:: RECORDS SHOWN

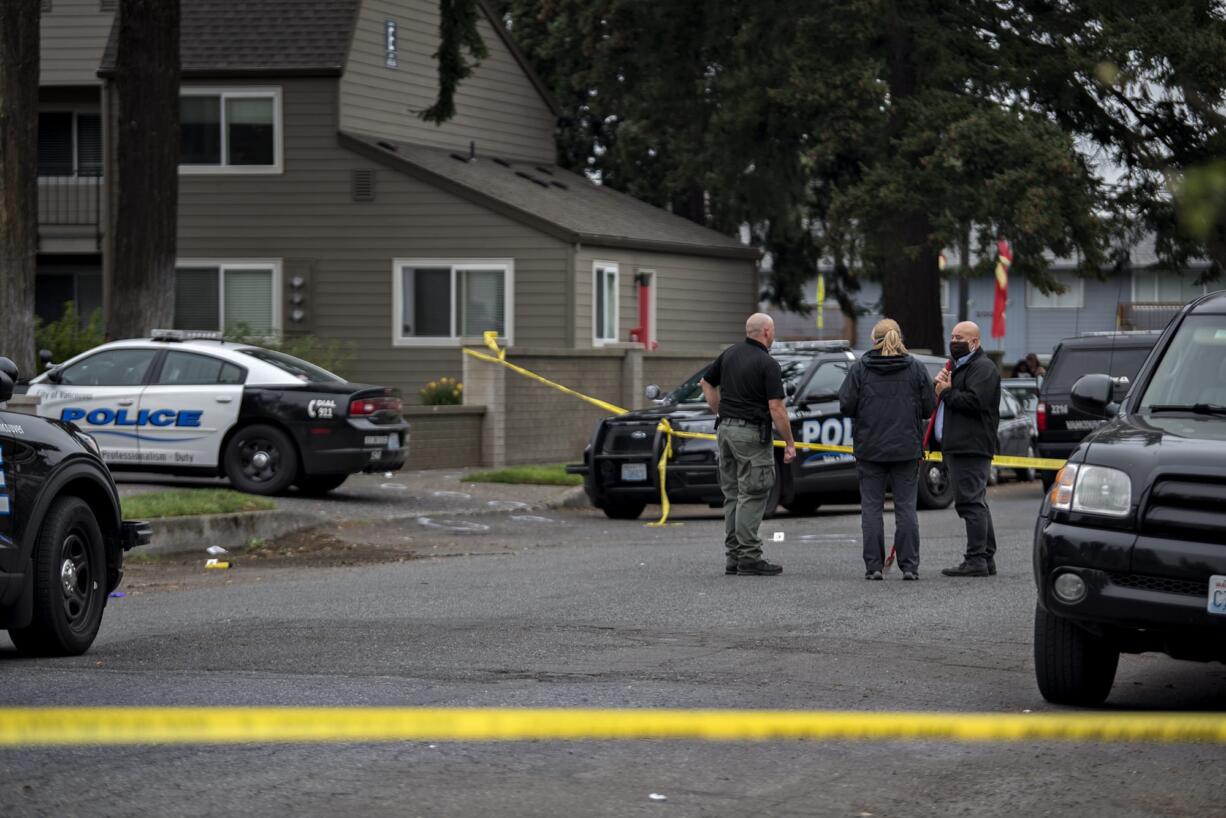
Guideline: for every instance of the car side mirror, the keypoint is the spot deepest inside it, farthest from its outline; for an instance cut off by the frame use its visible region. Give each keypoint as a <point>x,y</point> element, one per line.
<point>1091,395</point>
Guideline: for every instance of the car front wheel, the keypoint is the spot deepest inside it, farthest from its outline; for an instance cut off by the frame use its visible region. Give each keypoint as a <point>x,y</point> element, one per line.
<point>260,459</point>
<point>70,583</point>
<point>1072,665</point>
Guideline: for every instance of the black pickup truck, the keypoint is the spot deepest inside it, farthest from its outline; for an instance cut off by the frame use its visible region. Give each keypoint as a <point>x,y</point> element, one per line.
<point>1130,541</point>
<point>61,534</point>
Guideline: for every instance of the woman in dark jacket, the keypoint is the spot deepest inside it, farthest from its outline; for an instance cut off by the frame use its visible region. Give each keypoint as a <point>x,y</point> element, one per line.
<point>889,394</point>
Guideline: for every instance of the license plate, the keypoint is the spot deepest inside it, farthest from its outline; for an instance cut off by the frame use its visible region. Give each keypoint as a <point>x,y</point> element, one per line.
<point>1218,594</point>
<point>634,472</point>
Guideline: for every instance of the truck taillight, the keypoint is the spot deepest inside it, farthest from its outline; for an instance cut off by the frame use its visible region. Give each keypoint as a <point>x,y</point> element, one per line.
<point>370,405</point>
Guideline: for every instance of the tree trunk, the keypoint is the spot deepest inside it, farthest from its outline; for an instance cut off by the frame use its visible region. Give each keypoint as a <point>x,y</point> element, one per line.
<point>19,178</point>
<point>911,283</point>
<point>144,221</point>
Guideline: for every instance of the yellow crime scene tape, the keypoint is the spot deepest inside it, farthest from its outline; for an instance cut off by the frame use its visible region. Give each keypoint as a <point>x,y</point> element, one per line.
<point>91,726</point>
<point>665,427</point>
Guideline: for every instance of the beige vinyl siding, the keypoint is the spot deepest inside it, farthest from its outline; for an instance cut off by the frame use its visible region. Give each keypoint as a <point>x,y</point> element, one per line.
<point>701,303</point>
<point>498,107</point>
<point>74,34</point>
<point>345,249</point>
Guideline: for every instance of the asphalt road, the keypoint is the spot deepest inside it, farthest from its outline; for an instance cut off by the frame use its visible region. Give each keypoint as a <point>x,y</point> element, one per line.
<point>567,608</point>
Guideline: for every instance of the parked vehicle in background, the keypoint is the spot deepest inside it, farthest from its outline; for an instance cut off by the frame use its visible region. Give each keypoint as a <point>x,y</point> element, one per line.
<point>619,464</point>
<point>61,534</point>
<point>194,404</point>
<point>1130,542</point>
<point>1059,426</point>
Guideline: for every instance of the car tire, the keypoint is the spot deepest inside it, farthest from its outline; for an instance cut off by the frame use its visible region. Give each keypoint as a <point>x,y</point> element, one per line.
<point>319,485</point>
<point>1072,665</point>
<point>936,489</point>
<point>260,459</point>
<point>70,583</point>
<point>623,509</point>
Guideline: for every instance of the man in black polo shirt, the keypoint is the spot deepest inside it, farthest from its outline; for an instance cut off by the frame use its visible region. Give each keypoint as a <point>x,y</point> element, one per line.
<point>744,389</point>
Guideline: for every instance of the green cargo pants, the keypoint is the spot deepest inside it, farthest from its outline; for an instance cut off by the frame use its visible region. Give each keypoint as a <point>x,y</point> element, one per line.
<point>747,475</point>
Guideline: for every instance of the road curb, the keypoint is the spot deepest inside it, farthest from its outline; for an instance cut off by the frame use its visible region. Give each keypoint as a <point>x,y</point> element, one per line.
<point>233,531</point>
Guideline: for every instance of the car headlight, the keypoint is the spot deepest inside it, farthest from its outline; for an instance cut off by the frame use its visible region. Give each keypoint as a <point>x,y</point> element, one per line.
<point>1092,489</point>
<point>1102,491</point>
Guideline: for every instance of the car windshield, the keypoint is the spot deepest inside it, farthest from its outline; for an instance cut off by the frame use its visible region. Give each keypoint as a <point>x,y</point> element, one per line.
<point>308,373</point>
<point>690,393</point>
<point>1193,366</point>
<point>1073,362</point>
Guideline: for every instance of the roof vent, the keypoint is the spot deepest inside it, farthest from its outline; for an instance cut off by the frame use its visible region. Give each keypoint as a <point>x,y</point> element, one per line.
<point>531,178</point>
<point>363,185</point>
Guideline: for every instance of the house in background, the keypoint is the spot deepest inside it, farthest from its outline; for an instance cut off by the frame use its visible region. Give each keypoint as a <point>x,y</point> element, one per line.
<point>1144,297</point>
<point>314,200</point>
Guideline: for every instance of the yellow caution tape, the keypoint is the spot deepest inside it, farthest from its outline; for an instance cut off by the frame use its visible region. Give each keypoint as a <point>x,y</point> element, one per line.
<point>665,427</point>
<point>64,726</point>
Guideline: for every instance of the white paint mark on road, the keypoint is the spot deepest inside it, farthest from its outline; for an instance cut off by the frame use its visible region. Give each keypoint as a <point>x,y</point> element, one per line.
<point>453,525</point>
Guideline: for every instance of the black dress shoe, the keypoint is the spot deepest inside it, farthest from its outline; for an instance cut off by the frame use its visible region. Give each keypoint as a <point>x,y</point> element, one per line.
<point>966,569</point>
<point>758,568</point>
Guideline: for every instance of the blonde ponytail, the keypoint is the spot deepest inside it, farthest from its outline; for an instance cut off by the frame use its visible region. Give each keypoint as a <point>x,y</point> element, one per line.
<point>888,337</point>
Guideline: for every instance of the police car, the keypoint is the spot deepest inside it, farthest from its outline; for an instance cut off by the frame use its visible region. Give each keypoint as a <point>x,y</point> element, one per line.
<point>619,464</point>
<point>193,404</point>
<point>61,536</point>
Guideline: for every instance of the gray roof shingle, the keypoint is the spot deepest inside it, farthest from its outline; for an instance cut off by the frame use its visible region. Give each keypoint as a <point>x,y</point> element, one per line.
<point>254,37</point>
<point>553,200</point>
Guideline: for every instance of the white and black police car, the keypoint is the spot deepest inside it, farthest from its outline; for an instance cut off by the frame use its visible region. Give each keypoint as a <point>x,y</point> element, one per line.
<point>189,402</point>
<point>61,535</point>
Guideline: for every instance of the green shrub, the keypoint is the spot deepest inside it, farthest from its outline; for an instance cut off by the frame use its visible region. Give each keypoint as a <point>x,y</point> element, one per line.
<point>444,391</point>
<point>69,336</point>
<point>330,353</point>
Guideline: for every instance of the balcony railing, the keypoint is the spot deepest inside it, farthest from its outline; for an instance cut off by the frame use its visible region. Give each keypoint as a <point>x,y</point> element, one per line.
<point>70,201</point>
<point>1145,315</point>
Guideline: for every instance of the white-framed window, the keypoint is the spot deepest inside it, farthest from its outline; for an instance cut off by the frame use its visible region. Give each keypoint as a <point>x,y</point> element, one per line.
<point>229,130</point>
<point>1072,297</point>
<point>439,302</point>
<point>69,144</point>
<point>1166,286</point>
<point>232,294</point>
<point>605,302</point>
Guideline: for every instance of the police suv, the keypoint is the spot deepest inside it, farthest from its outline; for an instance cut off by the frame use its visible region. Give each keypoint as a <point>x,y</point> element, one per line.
<point>193,404</point>
<point>61,536</point>
<point>1130,542</point>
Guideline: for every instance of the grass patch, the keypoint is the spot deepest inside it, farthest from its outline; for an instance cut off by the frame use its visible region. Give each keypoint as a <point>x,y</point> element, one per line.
<point>191,500</point>
<point>548,475</point>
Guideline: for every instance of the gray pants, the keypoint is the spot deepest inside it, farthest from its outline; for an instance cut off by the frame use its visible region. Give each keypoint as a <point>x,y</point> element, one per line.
<point>873,478</point>
<point>970,477</point>
<point>747,475</point>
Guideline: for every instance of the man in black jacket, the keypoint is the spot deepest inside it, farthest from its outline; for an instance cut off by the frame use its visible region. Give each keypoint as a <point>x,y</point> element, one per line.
<point>967,415</point>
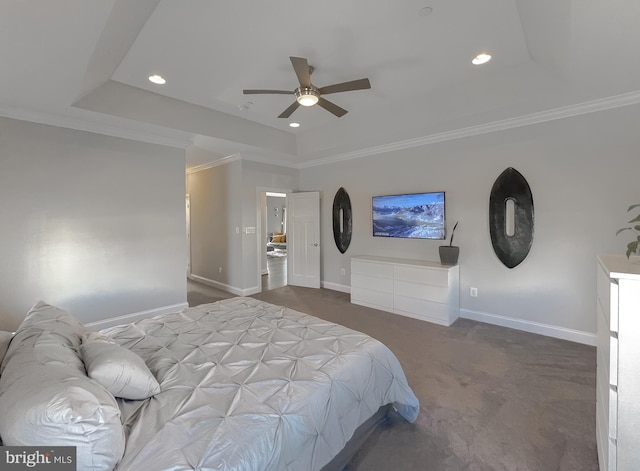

::::

--- WORK TO BE COMPLETED ---
Could you reproduce exactly, and only, the lines from the one containing "Guideline: for every instance of the police suv, the" through the end of the records above, both included, while leaving out the pictures?

--- RESULT OF THE EXERCISE ---
Guideline: for every instance of the police suv, the keypoint is the spot deepest inside it, farthest from its outline; for an instance cut off by the frame use its visible region. Give each keypoint as a <point>x,y</point> element, one per line.
<point>193,404</point>
<point>61,536</point>
<point>1130,542</point>
Guideline: for every instance of the grass patch, the keypoint is the spot deepest inside it, farthest from its outline; for an instance cut off by the frame use its visible region. Give each keypoint as a <point>x,y</point> element, one per line.
<point>191,500</point>
<point>548,475</point>
Guideline: for every instance of the gray pants, the keypoint is the spot deepest inside it, farthest from its outline; for an instance cut off by the frame use its visible region. Give each keypoint as a <point>x,y</point> element, one per line.
<point>873,478</point>
<point>970,477</point>
<point>747,475</point>
Guideline: for every instance of the man in black jacket, the keypoint is the spot deepest inside it, farthest from its outline; for an instance cut off by the frame use its visible region. Give each keypoint as a <point>x,y</point> element, one per line.
<point>967,415</point>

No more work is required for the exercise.